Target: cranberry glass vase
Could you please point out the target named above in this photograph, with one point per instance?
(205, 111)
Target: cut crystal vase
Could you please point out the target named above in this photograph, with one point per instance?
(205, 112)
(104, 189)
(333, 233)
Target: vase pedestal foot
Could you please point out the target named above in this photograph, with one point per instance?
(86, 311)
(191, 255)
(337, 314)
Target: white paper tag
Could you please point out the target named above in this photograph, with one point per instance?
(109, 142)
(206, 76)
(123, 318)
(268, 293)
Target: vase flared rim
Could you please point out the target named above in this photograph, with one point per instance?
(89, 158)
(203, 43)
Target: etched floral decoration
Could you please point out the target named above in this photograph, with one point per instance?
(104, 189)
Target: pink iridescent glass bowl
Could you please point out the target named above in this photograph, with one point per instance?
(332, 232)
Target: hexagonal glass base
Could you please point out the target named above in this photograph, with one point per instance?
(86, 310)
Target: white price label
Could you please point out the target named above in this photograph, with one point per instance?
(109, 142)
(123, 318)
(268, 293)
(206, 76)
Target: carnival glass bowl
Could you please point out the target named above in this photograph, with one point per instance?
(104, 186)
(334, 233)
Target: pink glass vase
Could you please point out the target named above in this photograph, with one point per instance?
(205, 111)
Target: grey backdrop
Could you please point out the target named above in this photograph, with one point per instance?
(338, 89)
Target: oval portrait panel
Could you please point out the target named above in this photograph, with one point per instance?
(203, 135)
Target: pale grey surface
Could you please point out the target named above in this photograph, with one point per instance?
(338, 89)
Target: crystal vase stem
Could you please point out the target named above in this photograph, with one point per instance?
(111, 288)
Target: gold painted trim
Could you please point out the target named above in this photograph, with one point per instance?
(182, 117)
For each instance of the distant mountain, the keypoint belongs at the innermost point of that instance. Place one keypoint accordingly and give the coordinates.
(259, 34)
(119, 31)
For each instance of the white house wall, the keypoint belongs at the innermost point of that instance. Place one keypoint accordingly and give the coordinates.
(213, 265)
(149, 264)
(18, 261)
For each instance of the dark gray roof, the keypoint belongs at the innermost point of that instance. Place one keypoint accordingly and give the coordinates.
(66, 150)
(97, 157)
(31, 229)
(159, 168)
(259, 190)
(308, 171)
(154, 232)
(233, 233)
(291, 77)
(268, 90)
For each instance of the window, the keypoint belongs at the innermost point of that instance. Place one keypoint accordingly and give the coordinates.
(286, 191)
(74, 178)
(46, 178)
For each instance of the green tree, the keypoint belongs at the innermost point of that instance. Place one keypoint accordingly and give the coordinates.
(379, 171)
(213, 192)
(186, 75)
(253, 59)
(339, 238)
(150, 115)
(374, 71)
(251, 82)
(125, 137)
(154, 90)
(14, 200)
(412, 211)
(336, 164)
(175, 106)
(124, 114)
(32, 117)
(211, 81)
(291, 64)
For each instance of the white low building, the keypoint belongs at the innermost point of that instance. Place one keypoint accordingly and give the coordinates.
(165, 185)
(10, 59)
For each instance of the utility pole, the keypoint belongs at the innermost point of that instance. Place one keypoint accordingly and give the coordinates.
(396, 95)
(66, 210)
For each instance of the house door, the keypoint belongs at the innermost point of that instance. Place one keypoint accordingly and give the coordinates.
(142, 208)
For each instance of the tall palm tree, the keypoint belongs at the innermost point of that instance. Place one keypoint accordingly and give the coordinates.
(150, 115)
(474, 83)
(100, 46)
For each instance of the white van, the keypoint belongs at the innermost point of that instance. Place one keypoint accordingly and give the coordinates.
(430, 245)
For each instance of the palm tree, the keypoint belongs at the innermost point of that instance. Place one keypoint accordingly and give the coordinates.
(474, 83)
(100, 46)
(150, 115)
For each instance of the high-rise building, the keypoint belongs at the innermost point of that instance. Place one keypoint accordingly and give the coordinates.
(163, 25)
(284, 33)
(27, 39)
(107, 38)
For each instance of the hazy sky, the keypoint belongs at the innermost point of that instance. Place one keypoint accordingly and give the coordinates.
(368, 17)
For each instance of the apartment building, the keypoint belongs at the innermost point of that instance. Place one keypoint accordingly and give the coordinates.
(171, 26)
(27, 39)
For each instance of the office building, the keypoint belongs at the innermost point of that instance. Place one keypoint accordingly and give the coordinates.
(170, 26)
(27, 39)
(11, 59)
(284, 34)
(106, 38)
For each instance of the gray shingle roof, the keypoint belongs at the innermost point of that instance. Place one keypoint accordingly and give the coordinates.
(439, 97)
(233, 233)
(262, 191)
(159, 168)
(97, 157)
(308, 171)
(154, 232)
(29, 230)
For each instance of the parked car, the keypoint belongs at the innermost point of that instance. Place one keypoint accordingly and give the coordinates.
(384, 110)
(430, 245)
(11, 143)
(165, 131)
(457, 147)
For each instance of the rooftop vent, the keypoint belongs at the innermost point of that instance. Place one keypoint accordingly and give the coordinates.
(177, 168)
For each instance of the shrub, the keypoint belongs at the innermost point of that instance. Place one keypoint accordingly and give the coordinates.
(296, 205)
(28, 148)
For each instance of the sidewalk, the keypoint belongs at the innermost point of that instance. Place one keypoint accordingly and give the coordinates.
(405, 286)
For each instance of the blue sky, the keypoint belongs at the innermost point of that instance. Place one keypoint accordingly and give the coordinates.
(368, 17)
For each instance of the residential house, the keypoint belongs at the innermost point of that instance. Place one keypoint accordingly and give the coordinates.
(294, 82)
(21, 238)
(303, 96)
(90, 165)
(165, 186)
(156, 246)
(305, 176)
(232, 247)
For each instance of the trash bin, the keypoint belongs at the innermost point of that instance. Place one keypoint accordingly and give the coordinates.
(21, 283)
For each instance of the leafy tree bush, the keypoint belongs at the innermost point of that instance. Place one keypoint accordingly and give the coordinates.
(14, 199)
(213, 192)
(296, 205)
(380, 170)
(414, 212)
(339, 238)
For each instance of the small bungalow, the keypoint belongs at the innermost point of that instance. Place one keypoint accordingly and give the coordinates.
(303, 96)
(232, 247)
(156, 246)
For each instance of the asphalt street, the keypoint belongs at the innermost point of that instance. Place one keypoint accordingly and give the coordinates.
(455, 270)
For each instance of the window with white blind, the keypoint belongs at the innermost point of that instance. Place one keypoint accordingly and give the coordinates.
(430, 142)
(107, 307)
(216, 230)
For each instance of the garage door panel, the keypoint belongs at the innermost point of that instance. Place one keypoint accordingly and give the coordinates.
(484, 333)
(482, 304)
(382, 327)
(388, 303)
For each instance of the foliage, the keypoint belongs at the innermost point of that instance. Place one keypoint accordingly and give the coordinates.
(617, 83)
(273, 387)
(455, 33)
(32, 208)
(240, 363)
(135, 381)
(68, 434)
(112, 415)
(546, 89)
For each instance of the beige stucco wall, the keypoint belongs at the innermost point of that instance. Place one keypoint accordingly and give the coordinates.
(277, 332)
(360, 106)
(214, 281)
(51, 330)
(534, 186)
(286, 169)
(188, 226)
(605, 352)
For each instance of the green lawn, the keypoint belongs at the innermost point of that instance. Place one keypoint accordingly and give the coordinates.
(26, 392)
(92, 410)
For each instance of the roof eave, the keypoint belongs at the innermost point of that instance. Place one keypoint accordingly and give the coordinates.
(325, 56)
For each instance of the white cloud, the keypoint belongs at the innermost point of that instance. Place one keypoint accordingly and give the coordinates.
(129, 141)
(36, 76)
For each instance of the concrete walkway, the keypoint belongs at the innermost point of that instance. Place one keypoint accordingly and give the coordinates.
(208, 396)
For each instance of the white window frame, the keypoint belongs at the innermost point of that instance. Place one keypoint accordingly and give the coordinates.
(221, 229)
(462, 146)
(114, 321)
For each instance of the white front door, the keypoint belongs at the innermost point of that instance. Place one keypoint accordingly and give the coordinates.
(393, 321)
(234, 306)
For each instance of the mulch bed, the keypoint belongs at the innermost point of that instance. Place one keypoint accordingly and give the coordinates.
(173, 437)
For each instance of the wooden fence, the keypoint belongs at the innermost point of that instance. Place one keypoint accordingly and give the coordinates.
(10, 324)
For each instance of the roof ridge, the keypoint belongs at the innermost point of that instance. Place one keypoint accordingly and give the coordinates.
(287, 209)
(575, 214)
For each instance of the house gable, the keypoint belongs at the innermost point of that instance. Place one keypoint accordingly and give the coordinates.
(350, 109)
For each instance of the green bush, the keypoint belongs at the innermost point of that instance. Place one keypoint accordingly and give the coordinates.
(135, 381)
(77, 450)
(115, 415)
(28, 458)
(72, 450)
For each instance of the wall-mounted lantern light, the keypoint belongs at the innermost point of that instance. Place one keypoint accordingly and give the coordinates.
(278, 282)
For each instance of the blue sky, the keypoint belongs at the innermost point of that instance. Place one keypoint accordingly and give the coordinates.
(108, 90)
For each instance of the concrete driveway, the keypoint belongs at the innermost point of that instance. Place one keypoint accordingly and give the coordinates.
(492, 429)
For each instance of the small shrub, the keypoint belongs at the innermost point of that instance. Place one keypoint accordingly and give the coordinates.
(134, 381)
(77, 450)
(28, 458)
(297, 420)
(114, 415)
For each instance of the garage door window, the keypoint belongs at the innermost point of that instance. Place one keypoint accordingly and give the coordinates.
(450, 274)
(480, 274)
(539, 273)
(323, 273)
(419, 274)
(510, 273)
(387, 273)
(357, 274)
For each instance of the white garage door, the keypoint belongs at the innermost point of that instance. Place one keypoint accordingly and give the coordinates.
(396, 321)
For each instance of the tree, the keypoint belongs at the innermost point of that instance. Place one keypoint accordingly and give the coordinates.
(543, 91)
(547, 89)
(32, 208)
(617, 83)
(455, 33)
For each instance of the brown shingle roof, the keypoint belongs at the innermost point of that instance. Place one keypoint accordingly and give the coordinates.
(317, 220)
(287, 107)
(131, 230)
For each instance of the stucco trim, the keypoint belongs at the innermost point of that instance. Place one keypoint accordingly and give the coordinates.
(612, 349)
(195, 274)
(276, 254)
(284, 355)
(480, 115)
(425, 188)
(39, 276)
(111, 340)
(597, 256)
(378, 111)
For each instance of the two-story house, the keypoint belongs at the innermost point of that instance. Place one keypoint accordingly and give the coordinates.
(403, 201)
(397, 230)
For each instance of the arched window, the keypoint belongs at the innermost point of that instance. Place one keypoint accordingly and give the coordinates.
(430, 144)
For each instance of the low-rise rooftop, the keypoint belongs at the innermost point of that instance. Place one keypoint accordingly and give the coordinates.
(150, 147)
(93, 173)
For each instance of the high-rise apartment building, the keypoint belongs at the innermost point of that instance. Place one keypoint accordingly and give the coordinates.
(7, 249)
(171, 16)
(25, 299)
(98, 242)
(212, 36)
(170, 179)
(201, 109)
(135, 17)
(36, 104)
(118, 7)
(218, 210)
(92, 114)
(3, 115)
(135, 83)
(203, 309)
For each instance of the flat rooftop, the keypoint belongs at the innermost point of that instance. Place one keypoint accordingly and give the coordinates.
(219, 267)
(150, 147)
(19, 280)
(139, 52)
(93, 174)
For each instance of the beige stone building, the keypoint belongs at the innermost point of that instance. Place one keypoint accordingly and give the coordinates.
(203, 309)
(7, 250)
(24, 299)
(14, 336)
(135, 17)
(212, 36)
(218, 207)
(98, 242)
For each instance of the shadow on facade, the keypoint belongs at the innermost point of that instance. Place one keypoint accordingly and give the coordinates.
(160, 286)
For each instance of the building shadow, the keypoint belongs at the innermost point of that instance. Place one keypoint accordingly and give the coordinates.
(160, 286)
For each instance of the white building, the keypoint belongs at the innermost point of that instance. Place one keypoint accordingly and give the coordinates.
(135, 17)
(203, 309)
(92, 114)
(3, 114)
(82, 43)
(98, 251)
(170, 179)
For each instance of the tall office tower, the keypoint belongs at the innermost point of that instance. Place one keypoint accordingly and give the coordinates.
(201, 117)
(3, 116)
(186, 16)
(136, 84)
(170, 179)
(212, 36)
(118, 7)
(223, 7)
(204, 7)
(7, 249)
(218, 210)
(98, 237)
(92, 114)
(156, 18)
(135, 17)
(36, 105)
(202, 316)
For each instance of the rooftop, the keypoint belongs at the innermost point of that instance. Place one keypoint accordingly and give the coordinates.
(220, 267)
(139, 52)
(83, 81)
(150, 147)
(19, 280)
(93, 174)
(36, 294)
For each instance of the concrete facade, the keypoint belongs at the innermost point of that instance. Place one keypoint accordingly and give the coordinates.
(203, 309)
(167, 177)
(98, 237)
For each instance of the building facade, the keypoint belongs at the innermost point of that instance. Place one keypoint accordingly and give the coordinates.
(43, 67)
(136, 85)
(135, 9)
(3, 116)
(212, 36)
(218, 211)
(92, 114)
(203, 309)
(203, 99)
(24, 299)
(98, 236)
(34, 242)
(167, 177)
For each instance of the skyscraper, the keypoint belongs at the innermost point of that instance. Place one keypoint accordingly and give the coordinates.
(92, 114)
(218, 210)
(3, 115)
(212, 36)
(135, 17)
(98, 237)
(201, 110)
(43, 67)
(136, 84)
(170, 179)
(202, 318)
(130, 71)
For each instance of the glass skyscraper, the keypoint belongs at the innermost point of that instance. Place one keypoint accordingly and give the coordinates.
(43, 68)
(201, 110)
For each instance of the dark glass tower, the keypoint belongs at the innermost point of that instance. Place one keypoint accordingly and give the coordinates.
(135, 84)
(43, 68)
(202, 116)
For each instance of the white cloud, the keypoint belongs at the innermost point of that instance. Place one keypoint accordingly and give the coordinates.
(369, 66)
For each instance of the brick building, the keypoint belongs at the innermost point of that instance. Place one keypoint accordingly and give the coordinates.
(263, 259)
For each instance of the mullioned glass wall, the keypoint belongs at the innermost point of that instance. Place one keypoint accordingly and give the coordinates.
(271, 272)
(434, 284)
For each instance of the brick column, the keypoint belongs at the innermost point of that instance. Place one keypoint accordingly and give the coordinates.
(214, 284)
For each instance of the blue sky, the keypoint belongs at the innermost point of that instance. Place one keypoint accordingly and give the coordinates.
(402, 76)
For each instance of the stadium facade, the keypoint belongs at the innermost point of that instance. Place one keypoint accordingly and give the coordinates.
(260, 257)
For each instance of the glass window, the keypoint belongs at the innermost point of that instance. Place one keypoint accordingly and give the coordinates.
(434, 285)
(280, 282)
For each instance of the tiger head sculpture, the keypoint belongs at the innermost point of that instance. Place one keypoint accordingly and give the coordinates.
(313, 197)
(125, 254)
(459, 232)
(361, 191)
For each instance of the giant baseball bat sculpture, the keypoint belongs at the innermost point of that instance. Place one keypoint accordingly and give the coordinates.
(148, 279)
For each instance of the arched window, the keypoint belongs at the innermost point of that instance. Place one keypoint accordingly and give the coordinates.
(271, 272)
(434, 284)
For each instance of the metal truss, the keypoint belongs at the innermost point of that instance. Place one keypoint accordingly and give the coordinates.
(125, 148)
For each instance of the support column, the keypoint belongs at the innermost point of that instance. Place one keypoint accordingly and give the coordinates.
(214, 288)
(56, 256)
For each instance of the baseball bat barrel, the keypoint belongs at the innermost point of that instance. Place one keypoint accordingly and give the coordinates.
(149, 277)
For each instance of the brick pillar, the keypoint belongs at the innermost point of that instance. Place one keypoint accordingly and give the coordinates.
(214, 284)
========
▶ **Exercise aim**: The answer must consist solely of the lines from the first line of the data to the line holding "Target: white paper tag", each given again exactly.

▶ **Answer to the problem**:
Target: cranberry glass vase
Could you please point out the target named above in this photograph, with one point per instance?
(205, 111)
Target: cut crystal vase
Could you please point out the target named above in this photograph, with one point per instance?
(205, 112)
(104, 189)
(333, 233)
Target: vase pedestal foot
Could you please point out the target named above in this photograph, with one point per instance?
(86, 311)
(191, 255)
(337, 314)
Target: white paper tag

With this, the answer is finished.